RECORDS:
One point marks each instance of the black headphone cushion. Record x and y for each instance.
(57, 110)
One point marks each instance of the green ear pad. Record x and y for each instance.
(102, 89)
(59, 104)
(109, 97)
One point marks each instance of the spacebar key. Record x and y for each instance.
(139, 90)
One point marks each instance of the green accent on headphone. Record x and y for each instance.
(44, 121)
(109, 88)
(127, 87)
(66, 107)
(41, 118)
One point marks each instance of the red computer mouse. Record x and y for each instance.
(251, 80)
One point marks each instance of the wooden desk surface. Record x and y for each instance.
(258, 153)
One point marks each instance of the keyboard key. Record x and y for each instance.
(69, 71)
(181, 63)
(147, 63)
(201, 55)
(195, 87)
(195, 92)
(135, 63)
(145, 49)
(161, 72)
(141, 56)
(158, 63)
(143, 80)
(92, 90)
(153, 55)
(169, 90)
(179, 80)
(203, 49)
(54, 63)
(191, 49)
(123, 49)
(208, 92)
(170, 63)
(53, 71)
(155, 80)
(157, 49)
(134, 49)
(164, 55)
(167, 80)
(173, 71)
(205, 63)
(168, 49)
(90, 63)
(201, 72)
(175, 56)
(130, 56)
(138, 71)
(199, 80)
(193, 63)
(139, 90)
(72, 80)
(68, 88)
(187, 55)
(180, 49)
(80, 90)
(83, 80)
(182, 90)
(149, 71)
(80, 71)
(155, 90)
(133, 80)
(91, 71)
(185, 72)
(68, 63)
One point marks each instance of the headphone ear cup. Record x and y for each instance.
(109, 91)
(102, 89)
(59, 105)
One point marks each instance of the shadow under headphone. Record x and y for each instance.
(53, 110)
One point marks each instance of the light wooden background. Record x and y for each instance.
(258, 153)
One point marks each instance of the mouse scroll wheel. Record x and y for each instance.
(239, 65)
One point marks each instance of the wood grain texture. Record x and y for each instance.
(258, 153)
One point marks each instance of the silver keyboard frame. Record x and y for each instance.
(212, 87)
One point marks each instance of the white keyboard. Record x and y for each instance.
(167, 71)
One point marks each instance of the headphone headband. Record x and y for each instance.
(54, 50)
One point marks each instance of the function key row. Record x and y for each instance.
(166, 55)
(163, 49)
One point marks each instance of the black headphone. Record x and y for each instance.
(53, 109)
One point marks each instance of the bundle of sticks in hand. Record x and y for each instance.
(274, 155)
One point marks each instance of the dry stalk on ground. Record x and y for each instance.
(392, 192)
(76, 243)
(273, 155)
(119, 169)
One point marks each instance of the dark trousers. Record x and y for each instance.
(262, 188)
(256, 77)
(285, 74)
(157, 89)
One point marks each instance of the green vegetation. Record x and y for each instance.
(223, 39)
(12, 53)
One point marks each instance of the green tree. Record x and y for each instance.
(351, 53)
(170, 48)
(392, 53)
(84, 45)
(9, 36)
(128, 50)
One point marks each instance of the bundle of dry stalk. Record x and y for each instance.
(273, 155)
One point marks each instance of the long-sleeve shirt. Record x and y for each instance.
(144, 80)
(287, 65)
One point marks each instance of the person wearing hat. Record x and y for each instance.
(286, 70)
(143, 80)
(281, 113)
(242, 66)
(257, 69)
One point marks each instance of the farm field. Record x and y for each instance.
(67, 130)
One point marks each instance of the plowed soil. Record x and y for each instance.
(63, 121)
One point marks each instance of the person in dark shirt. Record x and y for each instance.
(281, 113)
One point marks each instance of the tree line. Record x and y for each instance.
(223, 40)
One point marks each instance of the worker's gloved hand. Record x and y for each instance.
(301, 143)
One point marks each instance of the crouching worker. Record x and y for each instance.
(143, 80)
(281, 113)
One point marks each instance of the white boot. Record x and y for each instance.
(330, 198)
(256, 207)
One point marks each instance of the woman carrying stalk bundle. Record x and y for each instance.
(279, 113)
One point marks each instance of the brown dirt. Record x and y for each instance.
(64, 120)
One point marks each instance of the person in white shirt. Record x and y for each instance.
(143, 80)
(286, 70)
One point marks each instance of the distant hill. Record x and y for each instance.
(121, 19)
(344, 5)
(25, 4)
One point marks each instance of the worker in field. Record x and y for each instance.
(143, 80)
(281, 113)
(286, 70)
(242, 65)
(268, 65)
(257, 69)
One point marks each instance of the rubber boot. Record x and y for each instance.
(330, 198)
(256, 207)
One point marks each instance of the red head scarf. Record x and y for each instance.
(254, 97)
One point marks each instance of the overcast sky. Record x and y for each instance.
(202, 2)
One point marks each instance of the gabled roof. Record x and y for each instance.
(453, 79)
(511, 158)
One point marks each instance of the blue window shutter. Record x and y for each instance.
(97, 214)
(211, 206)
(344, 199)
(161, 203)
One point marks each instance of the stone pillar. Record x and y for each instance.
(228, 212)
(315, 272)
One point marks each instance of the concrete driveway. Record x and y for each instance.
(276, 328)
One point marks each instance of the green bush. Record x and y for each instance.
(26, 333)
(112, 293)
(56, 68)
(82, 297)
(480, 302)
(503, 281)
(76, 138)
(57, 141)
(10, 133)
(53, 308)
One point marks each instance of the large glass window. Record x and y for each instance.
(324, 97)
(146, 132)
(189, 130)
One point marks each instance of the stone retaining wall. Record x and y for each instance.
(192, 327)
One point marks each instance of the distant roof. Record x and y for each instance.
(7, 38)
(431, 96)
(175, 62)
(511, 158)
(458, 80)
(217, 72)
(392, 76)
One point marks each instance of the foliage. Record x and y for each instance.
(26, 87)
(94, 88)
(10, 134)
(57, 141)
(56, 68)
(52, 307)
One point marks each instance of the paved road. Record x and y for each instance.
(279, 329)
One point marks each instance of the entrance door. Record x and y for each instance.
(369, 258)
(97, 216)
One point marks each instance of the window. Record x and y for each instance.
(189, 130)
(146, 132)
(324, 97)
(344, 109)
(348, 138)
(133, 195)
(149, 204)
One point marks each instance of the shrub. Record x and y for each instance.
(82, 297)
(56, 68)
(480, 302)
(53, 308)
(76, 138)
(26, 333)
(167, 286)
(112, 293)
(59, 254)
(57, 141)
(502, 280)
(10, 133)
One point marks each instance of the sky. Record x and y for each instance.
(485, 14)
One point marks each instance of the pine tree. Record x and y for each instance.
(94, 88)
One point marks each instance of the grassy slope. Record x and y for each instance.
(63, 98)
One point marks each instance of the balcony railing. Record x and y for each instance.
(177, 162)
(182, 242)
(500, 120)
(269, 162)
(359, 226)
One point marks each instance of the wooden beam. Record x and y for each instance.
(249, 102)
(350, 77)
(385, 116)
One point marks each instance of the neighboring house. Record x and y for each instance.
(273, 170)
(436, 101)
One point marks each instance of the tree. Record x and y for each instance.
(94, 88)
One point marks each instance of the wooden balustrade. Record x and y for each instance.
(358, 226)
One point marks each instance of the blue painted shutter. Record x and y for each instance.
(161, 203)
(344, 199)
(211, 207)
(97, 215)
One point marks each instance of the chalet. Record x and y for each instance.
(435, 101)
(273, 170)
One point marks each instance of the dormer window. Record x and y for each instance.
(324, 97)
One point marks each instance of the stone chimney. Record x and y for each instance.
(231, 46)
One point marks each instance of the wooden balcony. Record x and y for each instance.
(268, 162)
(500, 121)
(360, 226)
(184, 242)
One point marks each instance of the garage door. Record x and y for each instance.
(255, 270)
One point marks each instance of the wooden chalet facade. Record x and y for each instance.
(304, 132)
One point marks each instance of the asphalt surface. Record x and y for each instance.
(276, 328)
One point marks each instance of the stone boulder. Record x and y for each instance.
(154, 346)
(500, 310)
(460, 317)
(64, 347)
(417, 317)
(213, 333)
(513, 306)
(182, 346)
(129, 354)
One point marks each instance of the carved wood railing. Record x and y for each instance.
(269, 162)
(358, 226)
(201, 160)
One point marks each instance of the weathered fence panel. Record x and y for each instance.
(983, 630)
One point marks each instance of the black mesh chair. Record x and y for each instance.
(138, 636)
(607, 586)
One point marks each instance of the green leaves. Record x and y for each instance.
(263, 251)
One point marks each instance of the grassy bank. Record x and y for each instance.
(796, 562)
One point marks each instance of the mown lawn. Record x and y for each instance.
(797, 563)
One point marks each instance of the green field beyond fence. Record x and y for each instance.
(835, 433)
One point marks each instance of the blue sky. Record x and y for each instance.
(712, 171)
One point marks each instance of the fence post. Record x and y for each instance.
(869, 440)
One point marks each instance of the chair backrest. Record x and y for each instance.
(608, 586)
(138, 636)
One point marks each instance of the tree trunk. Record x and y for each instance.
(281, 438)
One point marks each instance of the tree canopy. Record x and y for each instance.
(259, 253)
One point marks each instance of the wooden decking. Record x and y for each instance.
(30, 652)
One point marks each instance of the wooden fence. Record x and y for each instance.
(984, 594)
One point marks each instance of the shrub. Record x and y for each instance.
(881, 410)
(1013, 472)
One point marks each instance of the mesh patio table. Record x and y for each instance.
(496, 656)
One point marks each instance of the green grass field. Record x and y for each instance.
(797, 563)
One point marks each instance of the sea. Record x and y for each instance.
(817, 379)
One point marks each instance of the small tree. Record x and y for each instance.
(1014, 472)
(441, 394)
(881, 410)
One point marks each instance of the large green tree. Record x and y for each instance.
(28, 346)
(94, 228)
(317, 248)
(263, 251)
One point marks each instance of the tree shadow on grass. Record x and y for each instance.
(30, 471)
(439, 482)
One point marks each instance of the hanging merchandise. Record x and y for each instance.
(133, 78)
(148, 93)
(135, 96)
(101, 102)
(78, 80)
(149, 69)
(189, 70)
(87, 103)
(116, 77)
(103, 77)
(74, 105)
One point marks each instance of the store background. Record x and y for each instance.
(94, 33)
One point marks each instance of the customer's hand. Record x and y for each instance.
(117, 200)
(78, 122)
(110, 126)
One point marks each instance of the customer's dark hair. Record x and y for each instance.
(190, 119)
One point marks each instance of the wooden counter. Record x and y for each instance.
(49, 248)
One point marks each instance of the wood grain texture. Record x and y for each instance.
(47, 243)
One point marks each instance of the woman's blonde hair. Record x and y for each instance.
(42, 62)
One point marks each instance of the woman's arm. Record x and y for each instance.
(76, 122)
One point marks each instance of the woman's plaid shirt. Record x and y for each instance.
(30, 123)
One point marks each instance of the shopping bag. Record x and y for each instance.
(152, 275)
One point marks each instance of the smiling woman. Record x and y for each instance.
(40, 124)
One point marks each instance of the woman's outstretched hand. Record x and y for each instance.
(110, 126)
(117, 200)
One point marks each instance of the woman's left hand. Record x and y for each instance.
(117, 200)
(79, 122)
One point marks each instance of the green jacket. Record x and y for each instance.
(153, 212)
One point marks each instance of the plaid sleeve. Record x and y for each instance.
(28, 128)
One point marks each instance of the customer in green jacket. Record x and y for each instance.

TASK STATEMENT: Everything from the line with "One point marks each instance of the woman's arm." through the last line of the data above, please return word for word, and no other line.

EXPECTED ANSWER:
One point marks each instance of the woman's arm. Record x and y for each instance.
(76, 122)
One point marks each instance of the woman's plaid shirt. Record x and y for each instance.
(30, 123)
One point marks each instance of the shopping bag. Record x and y for each instance.
(152, 275)
One point marks each instance of the smiling woman. Record x and y for each instance.
(40, 124)
One point marks each instance of the woman's outstretched hand. Record x and y for each instance.
(110, 126)
(117, 200)
One point marks each instance of the woman's left hand. Record x and y for each instance.
(117, 200)
(79, 122)
One point marks each instance of the green jacket. Record x and y for each instance.
(153, 212)
One point marks each instance of the plaid sleeve. Record x and y for each instance.
(28, 128)
One point marks each instance of the customer in green jacket. Record x and y for each instance.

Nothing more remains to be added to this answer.